Exercise directions ▸
Copy out each line of the material exactly. Pictures do not belong in the copy.

Dataset records ▸
>>>

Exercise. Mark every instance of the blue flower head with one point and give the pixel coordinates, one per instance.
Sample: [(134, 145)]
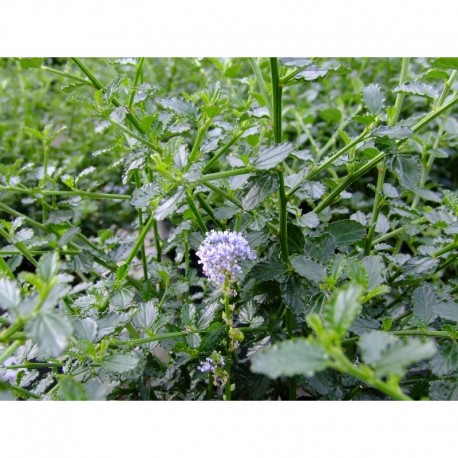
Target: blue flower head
[(220, 253)]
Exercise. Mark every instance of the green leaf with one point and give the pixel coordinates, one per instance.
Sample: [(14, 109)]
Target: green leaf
[(10, 295), (375, 270), (373, 98), (314, 72), (372, 345), (50, 330), (443, 390), (446, 62), (270, 157), (396, 132), (445, 362), (424, 302), (48, 266), (31, 62), (181, 106), (294, 293), (417, 88), (71, 390), (331, 115), (86, 329), (408, 170), (346, 232), (448, 311), (122, 297), (342, 308), (118, 114), (261, 187), (207, 315), (270, 270), (389, 355), (308, 268), (146, 315), (289, 358), (69, 235), (169, 205), (119, 363)]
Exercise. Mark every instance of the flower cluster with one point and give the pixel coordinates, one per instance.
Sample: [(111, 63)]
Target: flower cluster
[(212, 363), (220, 252)]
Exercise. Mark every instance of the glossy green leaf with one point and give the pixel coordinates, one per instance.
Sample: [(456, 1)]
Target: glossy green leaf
[(51, 331), (169, 205), (346, 232), (373, 99), (418, 88), (396, 132), (270, 157), (10, 295), (261, 187), (308, 268), (119, 363), (424, 302), (31, 62), (289, 358), (342, 308), (388, 354), (445, 362), (408, 169), (181, 106), (446, 62), (48, 267)]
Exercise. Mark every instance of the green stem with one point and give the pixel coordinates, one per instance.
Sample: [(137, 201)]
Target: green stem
[(228, 314), (98, 85), (34, 365), (219, 153), (140, 228), (70, 76), (366, 375), (313, 173), (23, 392), (400, 97), (225, 174), (140, 240), (203, 203), (287, 78), (195, 152), (378, 202), (20, 246), (262, 85), (449, 247), (346, 182), (398, 231), (192, 206), (136, 80), (92, 195), (277, 124), (157, 242), (378, 198), (137, 136), (9, 351)]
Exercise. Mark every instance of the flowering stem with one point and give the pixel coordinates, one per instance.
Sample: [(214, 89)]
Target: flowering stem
[(192, 206), (98, 85), (227, 312), (140, 228), (277, 121)]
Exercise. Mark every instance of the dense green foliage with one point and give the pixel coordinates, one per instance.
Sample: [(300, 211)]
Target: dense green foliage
[(340, 173)]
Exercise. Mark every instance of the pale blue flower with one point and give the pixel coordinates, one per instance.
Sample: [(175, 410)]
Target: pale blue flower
[(220, 253)]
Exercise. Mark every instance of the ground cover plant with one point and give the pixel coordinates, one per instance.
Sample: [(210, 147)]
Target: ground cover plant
[(245, 229)]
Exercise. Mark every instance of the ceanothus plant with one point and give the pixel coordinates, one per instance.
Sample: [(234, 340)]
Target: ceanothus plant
[(229, 229)]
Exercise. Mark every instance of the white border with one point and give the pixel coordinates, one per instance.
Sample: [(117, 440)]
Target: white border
[(188, 28)]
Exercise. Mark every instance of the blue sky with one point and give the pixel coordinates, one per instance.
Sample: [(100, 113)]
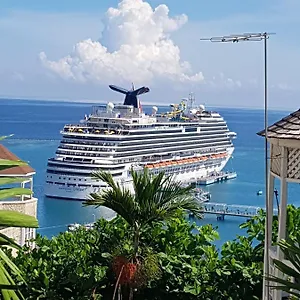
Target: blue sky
[(55, 50)]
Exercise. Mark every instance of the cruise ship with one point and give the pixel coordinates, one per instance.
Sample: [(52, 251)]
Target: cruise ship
[(188, 142)]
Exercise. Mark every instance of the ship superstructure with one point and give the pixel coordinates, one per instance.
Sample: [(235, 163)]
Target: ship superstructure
[(187, 142)]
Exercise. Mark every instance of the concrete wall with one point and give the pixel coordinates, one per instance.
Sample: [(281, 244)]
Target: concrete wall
[(29, 207)]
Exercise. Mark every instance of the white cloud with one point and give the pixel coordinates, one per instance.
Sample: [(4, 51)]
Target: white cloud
[(135, 46)]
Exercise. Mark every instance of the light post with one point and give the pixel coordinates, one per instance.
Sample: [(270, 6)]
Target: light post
[(258, 37)]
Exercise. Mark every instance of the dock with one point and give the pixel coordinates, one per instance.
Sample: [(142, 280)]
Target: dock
[(218, 177), (222, 209)]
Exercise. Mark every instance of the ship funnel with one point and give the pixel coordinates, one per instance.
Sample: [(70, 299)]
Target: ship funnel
[(131, 96)]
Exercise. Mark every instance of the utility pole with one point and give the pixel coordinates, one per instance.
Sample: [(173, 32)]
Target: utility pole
[(258, 37)]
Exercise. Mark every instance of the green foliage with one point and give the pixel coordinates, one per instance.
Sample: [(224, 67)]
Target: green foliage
[(77, 265), (155, 198), (291, 269), (17, 219), (8, 270)]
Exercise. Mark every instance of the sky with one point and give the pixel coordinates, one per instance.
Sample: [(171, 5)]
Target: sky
[(72, 50)]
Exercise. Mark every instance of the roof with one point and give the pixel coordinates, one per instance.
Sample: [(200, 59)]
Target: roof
[(18, 170), (287, 128)]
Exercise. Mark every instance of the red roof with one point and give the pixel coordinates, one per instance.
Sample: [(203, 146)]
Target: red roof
[(18, 170)]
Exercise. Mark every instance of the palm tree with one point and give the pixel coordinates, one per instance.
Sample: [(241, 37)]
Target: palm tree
[(290, 267), (8, 218), (155, 198)]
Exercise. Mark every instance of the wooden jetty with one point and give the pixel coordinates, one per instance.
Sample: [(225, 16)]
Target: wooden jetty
[(222, 209), (218, 177)]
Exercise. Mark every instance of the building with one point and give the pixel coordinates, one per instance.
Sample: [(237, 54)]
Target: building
[(284, 141), (26, 204)]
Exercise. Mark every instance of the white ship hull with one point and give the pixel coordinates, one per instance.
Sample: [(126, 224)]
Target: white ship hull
[(82, 193), (188, 142)]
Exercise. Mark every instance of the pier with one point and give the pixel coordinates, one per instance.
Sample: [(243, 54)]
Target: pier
[(218, 177), (223, 209)]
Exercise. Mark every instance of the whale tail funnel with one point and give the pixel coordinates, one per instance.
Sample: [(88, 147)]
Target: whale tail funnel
[(131, 96)]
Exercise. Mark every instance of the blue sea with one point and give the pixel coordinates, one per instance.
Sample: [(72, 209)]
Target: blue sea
[(36, 126)]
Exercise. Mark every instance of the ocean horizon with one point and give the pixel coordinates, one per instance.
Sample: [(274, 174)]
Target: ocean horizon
[(36, 126)]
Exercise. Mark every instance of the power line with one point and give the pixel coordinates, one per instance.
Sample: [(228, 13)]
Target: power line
[(257, 37)]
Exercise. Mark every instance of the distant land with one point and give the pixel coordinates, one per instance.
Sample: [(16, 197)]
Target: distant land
[(146, 103)]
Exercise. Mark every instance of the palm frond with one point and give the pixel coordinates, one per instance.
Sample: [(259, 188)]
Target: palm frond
[(155, 198), (10, 218), (115, 197), (14, 192)]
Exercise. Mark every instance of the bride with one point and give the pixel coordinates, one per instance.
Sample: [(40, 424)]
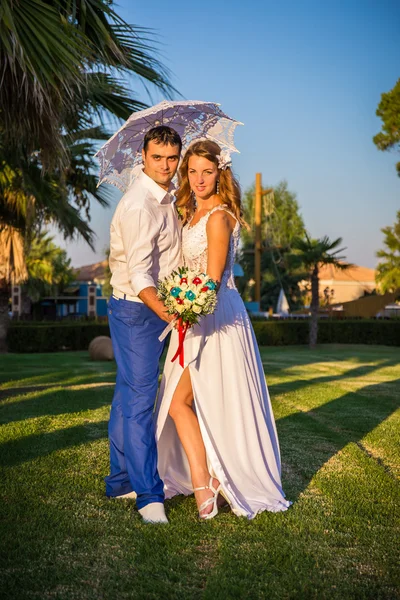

<<<

Answer to the problem ▸
Exercise. Mark every instance of the blue flower head with one point and give the pixel coordinates, one per instance.
Sample: [(134, 145)]
Target: blue flower head
[(220, 253)]
Exercise. Mark every instance of the green leaf with one point and give the pixel coordinates, one per instance.
Sample: [(14, 109)]
Target: green leaf
[(10, 295), (375, 270), (373, 98), (314, 72), (372, 345), (50, 330), (443, 390), (446, 62), (270, 157), (396, 132), (445, 362), (424, 302), (48, 266), (31, 62), (181, 106), (294, 293), (417, 88), (71, 390), (331, 115), (86, 329), (408, 170), (346, 232), (448, 311), (122, 297), (342, 308), (118, 114), (261, 187), (207, 315), (270, 270), (389, 355), (308, 268), (146, 315), (289, 358), (69, 235), (169, 205), (119, 363)]
Exercise. Mark every instance of the flower cluster with one point and give the pixel coordinates, one per instance.
Sample: [(111, 63)]
Target: flower cluster
[(212, 363), (220, 252)]
Exercise. Mark every instance of the glossy green leaf with one point and give the pixel coordinates, one per instance.
Sample: [(456, 1)]
Target: glossy green leaf
[(51, 331), (169, 205), (346, 232), (373, 99), (418, 88), (396, 132), (270, 157), (10, 295), (261, 187), (308, 268), (119, 363), (424, 302), (31, 62), (289, 358), (342, 308), (388, 354), (445, 362), (408, 169), (181, 106), (446, 62), (48, 267)]
Exercise. Mark every instance of the green stem with one point and give the pixel coordinates, one per instance.
Sample: [(137, 201)]
Target: green stem
[(228, 314), (98, 85), (34, 365), (219, 153), (140, 228), (70, 76), (366, 375), (313, 173), (23, 392), (400, 97), (225, 174), (140, 240), (203, 203), (287, 78), (195, 152), (378, 202), (20, 246), (262, 85), (449, 247), (346, 182), (398, 231), (192, 206), (136, 80), (92, 195), (277, 124), (157, 242), (378, 198), (137, 136), (9, 351)]
Exercise. Mark every instance of the flowering stem with one point and give the pixel coordinates, one per instance.
Sample: [(214, 89)]
Target: flowering stem
[(192, 206), (98, 85), (227, 312), (140, 228), (277, 121)]
Exercise. Mark every instance of the dense green foliage with one point and give the pixel coordinates, one per instance.
Sample: [(300, 211)]
Target: dense green foliage
[(340, 173)]
Exercise. Mark every instance of the pale blue flower with one point and give the pixel coordinates, one per instance.
Sample: [(175, 410)]
Target: pale blue flower
[(220, 253)]
Exercise. Mark every instance of the ground cover plant with one point and give the pixel coordinates, one per instance.
Sample: [(210, 147)]
Target: ground cover plant
[(245, 229)]
Exercise. Mark every instance of the ceanothus plant with one point and give the pixel coordinates, one per instance.
Sample: [(234, 340)]
Target: ceanothus plant
[(229, 229)]
Exercise. Mark every instance of the white border with one point and give the pixel coordinates, one per instance.
Sample: [(117, 440)]
Target: white border
[(188, 28)]
Exercise. Mark every instance of the blue sky with one point and give the pixel coordinates, one per instance.
Sample: [(100, 113)]
Target: blue sky
[(55, 50)]
Exercise. Mark every instance of the cruise ship with one point and give the pixel coordinates, one per instance.
Sample: [(52, 251)]
Target: cruise ship
[(188, 142)]
Exercise. Mark every instance of the ship superstructure with one point and give the pixel coordinates, one per instance.
Sample: [(235, 163)]
Target: ship superstructure
[(187, 142)]
Exercise. Mark every instance of the concrete wall with one point and give the pixel coordinates, one per instance.
Sample: [(281, 244)]
Target: concrete wall
[(29, 207)]
Exercise. Mark every instance of the white cloud with one point and give the pixel coordinates, one per instance.
Sample: [(4, 51)]
Target: white cloud
[(135, 46)]
Exercise. Mark every instance of the light post with one point and give the pixel coordinates, one per instance.
Sample: [(270, 6)]
Target: light post
[(258, 37)]
Exercise. Mark every instance of the dock with one point and give the pixel coordinates, one per instance.
Sample: [(142, 280)]
Target: dock
[(218, 177), (222, 209)]
Exercise. Mark every instance of the ship funnel with one point and give the pixel coordinates, one per instance.
Sample: [(70, 299)]
Target: ship funnel
[(131, 96)]
Exercise. Mark every instance of the utility pole with one point and give the pixel coordinates, one per instance.
Sample: [(173, 32)]
Target: utility pole
[(258, 37)]
Exercise. Mark every instance of the green foliage with one point and give the pixel coordinates, one per instance.
Sample: [(224, 67)]
Target: green foliage
[(77, 265), (155, 198), (291, 269), (17, 219), (8, 270)]
Exercise. Mark every instance of the sky with one point and give the pixel coordinates, one per instance.
Sample: [(171, 5)]
Target: sky
[(72, 50)]
Exercise. Mark every instance of the roof with one point and give the pixel coordinates, one per instance.
Sample: [(200, 59)]
Target: roof
[(18, 170), (287, 128)]
Exercise. Mark every instance of the red roof with one point and give the pixel coordinates, one per instance.
Sample: [(203, 146)]
Target: red roof
[(18, 170)]
Exercise. Mark every instance of the palm tree with one point and give the pixel coordinates, one per instance.
Sample: [(241, 37)]
Target: palm tree
[(290, 267), (8, 218), (155, 198)]
Exercise. Mark every instance of the wooden jetty with one point and give the pixel coordinates, one per instance.
Sample: [(225, 16)]
Target: wooden jetty
[(222, 209), (218, 177)]
Exercise. Mark every instance of the building with one point and give the pixel coordinates, one per instance.
Sample: [(237, 54)]
Target: building
[(284, 141), (26, 204)]
Exercise. Mark every instance of the white ship hull with one point and give the pixel coordinates, one per instance.
Sample: [(126, 224)]
Target: white ship hull
[(82, 193), (188, 142)]
Exercise. Mark every instance of the pier with one point and give the pixel coordinates, one per instance.
Sample: [(243, 54)]
Target: pier
[(218, 177), (223, 209)]
Exercise. Mark every instance of the whale tail funnel with one point and give the pixel coordinates, one per instance.
Sample: [(88, 147)]
Target: whale tail funnel
[(131, 96)]
Exercise. Mark every instance of the blue sea with one point and give the pixel coordinates, one per instance.
Sample: [(72, 209)]
Target: blue sea
[(36, 126)]
Exercise. Mark every instance of the ocean horizon with one point and give the pixel coordinates, one per instance.
Sample: [(274, 174)]
Target: ocean horizon
[(36, 126)]
Exercise. Mark every instance of the power line with one point and give the pixel coordinates, one per instance.
Sample: [(228, 13)]
Target: power line
[(257, 37)]
Exercise. Mark every instance of the distant land with one point and give the pixel coordinates, one per instance.
Sample: [(16, 197)]
Target: distant land
[(146, 103)]
Exercise. Mark every instance of the palm frond with one point and give the pixel coordinates, one per instance.
Sample: [(259, 188)]
Target: palm frond
[(155, 198), (10, 218), (115, 197), (14, 192)]
Exercise. Mark every instance of the bride with one point and give the pixel coordinates, one per instance.
Sample: [(40, 424)]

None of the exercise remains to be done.